_原文資料_.
===
新聞を購入はしたけれども、後で振り返ると、数か月間も読むことが無かったり、タイトルを見るだけで読み捨ててしまう事も多かった。
私の家内を横から見ていると、彼女の読んでいる部分は、薬や化粧品の宣伝とか、特売品の広告など(ばかり)のようであった。

しかし、ともかくも、現在私共は、若い頃に較べると、新聞を読むために相当の時間を割き、新聞で勉強させていただいているが、一方で、テレビ、ラジオも目と耳を通して忙しく情報を与えてくれる。


現在、私はその機会に恵まれ、東京では、朝日新聞か読売新聞のいずれかを読み、同時に、岩手日報を盛岡から取り寄せて読むことにしている。

なぜ岩手日報かというと、岩手県人連合会と岩手日報社とが創立時に深く係っていたことがその理由である。

お蔭様で、私にとっては、東京を代表する新聞と、地方の主力新聞の双方に関わる事ができ、いろいろと勉強させていただいている。

これらの新聞は、ただ読むだけではなくて、記事を切り取るなどして勉強させていただいているので、消化しきれないことが多い。

実は、これまで、新聞が何ページでできているかなどを、考えたこともなかった。

それで最近学んだことは、朝日新聞は日刊が約40ページ、夕刊が20ページ弱、読売新聞は日刊が36ページ程度、夕刊が15ページ程度、岩手日報は日刊が30ページ程度、夕刊が10ページ程度であることが分かった。

もっとも、大新聞は新聞本体に付録が色々付いているので、実際にはかなりのページを使っているようである。
===
_課題一覧_.
(1) 新聞に関する文章の中の「実は、これまで、新聞が何ページでできているかなどを、考えたこともなかった。」という一文を英語に訳しなさい。
(2) 新聞に関する文章を、最後の文の後から書き進めなさい。
続く行は、新聞に関する文章とは別の出典から取ったものです。
===
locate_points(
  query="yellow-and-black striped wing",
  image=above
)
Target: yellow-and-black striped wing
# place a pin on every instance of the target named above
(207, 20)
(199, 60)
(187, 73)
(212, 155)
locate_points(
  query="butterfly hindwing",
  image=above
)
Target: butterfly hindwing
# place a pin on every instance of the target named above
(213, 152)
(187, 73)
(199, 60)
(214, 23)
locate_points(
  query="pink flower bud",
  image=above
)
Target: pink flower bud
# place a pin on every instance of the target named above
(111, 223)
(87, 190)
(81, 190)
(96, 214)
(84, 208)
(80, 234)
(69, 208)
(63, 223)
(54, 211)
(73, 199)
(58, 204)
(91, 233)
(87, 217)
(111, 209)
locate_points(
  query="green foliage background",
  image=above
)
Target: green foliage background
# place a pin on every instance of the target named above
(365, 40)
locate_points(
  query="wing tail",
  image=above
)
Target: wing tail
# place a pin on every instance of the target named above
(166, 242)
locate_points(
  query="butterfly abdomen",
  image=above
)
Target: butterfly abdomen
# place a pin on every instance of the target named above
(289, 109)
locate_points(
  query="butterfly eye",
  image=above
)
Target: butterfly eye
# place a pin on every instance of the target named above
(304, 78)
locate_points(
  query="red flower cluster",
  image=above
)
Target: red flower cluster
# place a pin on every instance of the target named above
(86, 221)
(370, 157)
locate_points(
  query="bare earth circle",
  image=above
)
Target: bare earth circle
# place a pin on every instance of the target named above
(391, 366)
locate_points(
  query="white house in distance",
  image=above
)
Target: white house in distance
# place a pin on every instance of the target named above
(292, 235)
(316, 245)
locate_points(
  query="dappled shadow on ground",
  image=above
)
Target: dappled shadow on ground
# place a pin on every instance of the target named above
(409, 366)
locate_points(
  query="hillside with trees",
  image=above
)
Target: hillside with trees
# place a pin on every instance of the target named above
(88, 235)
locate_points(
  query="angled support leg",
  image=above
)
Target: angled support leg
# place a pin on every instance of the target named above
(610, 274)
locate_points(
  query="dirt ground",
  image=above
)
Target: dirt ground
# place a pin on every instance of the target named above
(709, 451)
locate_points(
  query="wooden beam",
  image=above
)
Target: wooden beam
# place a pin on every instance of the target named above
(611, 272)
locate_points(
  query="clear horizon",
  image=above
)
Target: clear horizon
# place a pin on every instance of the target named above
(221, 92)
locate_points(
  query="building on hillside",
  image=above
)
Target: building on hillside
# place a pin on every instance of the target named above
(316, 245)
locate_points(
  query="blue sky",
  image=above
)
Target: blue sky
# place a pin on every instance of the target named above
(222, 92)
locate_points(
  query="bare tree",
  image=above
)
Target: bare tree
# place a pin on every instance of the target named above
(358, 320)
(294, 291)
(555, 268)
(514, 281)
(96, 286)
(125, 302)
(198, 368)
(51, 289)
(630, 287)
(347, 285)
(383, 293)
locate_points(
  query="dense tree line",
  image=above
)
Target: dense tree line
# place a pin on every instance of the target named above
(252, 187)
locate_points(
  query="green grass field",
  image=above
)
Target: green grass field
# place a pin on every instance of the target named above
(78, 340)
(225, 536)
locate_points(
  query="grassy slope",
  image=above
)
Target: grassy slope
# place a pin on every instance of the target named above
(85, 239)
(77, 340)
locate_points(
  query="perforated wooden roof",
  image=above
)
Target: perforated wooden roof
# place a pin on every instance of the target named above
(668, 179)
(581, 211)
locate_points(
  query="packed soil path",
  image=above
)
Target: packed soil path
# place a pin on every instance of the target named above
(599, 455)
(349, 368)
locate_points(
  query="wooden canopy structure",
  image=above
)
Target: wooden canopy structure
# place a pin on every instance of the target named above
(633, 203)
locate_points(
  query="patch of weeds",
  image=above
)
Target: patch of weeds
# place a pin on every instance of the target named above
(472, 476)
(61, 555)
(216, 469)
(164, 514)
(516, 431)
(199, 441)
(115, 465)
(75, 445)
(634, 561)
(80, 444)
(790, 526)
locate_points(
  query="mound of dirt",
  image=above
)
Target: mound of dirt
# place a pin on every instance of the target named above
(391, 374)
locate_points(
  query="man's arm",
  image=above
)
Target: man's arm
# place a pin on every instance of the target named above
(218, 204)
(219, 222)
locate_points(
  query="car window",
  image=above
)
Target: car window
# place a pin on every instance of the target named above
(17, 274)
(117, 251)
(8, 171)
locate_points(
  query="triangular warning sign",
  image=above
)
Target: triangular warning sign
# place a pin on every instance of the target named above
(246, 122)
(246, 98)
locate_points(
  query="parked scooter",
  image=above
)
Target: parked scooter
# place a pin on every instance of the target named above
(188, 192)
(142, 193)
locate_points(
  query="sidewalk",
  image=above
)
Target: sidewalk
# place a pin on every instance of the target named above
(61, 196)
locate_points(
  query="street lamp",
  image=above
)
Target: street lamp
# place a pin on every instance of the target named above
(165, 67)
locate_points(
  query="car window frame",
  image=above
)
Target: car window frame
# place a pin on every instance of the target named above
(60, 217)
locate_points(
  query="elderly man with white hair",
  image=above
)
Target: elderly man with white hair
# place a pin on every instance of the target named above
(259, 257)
===
_解答一覧_.
(1) In fact, until now I had never even thought about things such as how many pages a newspaper is made up of.

(2)
こう見てみると、一つの大新聞を読みこなすには、一日に40から60ページ以上は読みこなさなければならないということで、一年間を考えると、大変な読書量になることが分かった、さらに、朝日、読売等の東京の新聞を読み、かつ、岩手県の岩手日報(岩手県ではトップの新聞だが)を読み比べるのも一興である。

私の印象では、東京の新聞で不十分だと思われる部分を、岩手日報で読むと良く解かると思っています。


私どもの最近の情報メディアは新聞、ラジオ、テレビに加えて、スマートフォンやタブレットを使って、一層手軽に、歩きながらでも必要な対象を見ることが出来るようになってきました。

これは我々にとっていい要素と悪い要素とを兼ね備えているものなので、注意深く対応する必要があります。

つい先日から、女子プロサッカーの世界選手権が競われておりますが、日本の「なでしこ」がオーストラリアとオランダを倒し、次の準決勝で対イギリスと戦おうとしております。

最近の多人数同士の団体競技では、それを観覧する客の立場から見ると、その競技を理解するのに、可なりの知識と感が必要なものです。

特にバレーボール、サッカー、ラグビーなど、複雑な競技を面白く見ることが出来るまでには、選手の細かな動きが理解できる必要がある訳ですが、ラジオ、テレビ、タブレットなどで大まかに理解し、最後に新聞などで、選手の動きや表情などをじっくりと観察することが、その競技の本当の理解に繋がると考えております。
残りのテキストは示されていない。